**REQUIRED WORK:**
Although the records contain pictures, repeat only the text of every line exactly.

**DATA EXTRACT:**
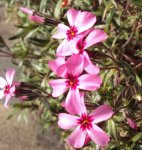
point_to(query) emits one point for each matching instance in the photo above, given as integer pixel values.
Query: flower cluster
(76, 74)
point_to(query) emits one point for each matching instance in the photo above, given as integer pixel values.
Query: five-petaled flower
(7, 86)
(71, 72)
(86, 128)
(79, 25)
(33, 16)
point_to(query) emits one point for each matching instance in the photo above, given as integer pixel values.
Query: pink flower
(32, 16)
(73, 80)
(132, 123)
(7, 87)
(85, 126)
(80, 23)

**SOLUTION TO THIS TASK:**
point_to(query) emits one point for each matching instance in the photo above, given as integer pixel values.
Query: flower cluster
(76, 74)
point_to(query) emits one point for each matching instance in the photo above, given as integer pixel values.
Query: five-petaled flower
(7, 86)
(71, 72)
(86, 128)
(79, 25)
(33, 16)
point_to(query) emits one point for each matching instance in the photo above, given as integer pixel values.
Query: pink flower
(32, 16)
(73, 80)
(132, 123)
(7, 87)
(85, 126)
(80, 23)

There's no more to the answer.